■ **Task directions**: Reproduce, exactly and in full, the records that follow, minus any pictures.

■ **Supplied entries**:
|---|

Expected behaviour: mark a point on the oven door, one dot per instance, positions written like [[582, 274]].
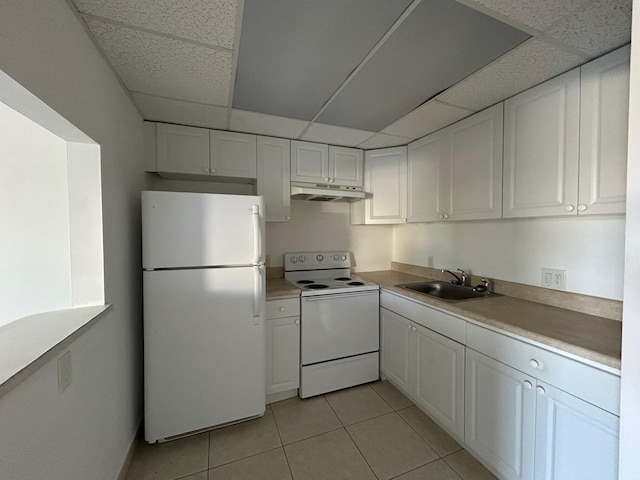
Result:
[[339, 325]]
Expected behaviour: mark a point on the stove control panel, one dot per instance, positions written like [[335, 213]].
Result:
[[316, 260]]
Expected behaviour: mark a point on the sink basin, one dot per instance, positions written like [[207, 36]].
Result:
[[445, 291]]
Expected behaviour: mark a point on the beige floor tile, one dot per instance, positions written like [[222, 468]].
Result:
[[391, 395], [437, 470], [356, 404], [331, 455], [390, 446], [299, 419], [429, 431], [243, 440], [171, 460], [270, 465], [467, 467]]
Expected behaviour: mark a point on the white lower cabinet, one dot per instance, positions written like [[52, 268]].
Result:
[[282, 346], [429, 367]]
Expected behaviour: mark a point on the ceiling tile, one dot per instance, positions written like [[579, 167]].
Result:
[[165, 67], [295, 54], [176, 111], [537, 14], [524, 67], [348, 137], [599, 28], [207, 21], [440, 43], [263, 124], [426, 119], [383, 140]]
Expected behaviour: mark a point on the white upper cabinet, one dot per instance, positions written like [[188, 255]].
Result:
[[345, 166], [541, 148], [427, 160], [309, 162], [182, 149], [274, 172], [604, 111], [385, 181], [473, 185], [233, 154]]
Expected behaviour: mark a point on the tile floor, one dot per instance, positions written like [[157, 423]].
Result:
[[366, 432]]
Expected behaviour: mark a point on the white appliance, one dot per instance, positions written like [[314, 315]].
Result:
[[204, 303], [339, 317]]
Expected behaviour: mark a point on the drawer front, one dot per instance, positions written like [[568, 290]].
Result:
[[595, 386], [283, 307], [440, 322]]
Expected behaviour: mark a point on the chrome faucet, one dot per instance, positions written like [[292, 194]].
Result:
[[460, 279]]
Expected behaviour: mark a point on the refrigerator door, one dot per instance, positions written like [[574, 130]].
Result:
[[204, 348], [199, 230]]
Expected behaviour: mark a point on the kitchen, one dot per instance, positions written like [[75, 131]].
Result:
[[122, 181]]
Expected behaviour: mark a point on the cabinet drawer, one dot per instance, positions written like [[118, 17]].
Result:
[[283, 307], [589, 383], [443, 323]]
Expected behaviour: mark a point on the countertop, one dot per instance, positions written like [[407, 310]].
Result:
[[590, 337]]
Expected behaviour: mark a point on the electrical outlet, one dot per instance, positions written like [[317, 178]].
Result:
[[553, 278], [64, 371]]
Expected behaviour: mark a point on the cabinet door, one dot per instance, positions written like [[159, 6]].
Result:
[[274, 177], [574, 439], [474, 180], [500, 415], [233, 154], [385, 181], [182, 149], [427, 161], [309, 162], [439, 379], [345, 166], [282, 354], [396, 349], [541, 149], [604, 112]]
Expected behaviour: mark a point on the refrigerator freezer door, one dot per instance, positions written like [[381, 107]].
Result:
[[199, 230], [204, 349]]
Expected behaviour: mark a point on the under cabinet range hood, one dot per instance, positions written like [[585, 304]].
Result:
[[323, 192]]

|---|

■ **Answer space**:
Expected behaviour: mark a point on the oven door, one dot per instance, positions written like [[582, 274]].
Result:
[[339, 325]]
Expected behaviour: mark a point on the stove control panel, one dot per instance, positions written like [[335, 213]].
Result:
[[316, 260]]
Expected behaviour: mark a point on the sink basin, one dot per instance, positions written like [[207, 36]].
Result:
[[445, 291]]
Expected behaviour: mark a point on the beige floor tile, one dot per instance, positions written like [[222, 468]].
Result:
[[391, 395], [437, 470], [356, 404], [331, 455], [390, 446], [299, 419], [429, 431], [243, 440], [171, 460], [270, 465], [467, 467]]
Expected behaviour: mark a point on the white lower cabinet, one dot per instance, positions written like [[52, 268]].
Result:
[[282, 346], [429, 367]]
Expected behaviour: mark a point on the ceiling tile, one dot per instance, positions written like [[579, 167]].
Result:
[[165, 67], [295, 54], [176, 111], [537, 14], [524, 67], [348, 137], [599, 28], [207, 21], [440, 43], [263, 124], [426, 119], [383, 140]]
Expected behaviour: mark a point on the white upper cabinet, one dot per instance, positions written like [[188, 255]].
Result:
[[345, 166], [541, 148], [427, 160], [309, 162], [182, 149], [274, 172], [604, 111], [385, 181], [473, 185], [233, 154]]
Expected behaviour: mark a point on the tile floor, one dot per instance, positions written like [[157, 423]].
Result:
[[366, 432]]
Expected behaviour: mark a point on the white appliance, one dot per instance, positions written like [[314, 315]].
Result:
[[204, 303], [339, 317]]
Expected behaviour: mark a point on the drawer front, one dot per instance, positions written like [[568, 290]].
Result:
[[595, 386], [283, 307], [440, 322]]
Expected behaviour: mark a point on the chrome faucet, one dot per instance, positions written like [[292, 194]].
Result:
[[460, 279]]
Expected behaviour: mark a point on the refrigerator door, one dot per instance, positions written like [[574, 130]].
Result:
[[204, 348], [199, 230]]
Expected behaviour: mark a point on the kitchen, one dot per instance, positions written like [[75, 131]].
Result:
[[122, 181]]
Expected behaviour: mark a point on the cabinet drawer, one dot per instance, positions written like [[118, 17]].
Result:
[[283, 307], [589, 383], [443, 323]]
Expected behaviour: mark a point on the countertop, one dot per instance, positions written like [[407, 310]].
Result:
[[590, 337]]
Expected behaviour: mark a point on the electrical outlet, one dot per instance, positions written like [[317, 178]].
Result:
[[553, 278], [64, 371]]
Expected behaviour: mark a point on the cabinet door, one dot per instance, positions written like [[159, 6]].
Result:
[[274, 177], [574, 439], [474, 180], [500, 415], [233, 154], [385, 181], [182, 149], [427, 161], [309, 162], [439, 379], [345, 166], [282, 354], [396, 349], [541, 149], [604, 112]]
Expected behaviour: mark a point on the refrigerator freezer door, one dot per instance, positions written like [[381, 107]].
Result:
[[199, 230], [204, 349]]
Expected behaviour: mark a point on the under cabinet range hood, one dot per instance, positions written like [[585, 304]].
Result:
[[323, 192]]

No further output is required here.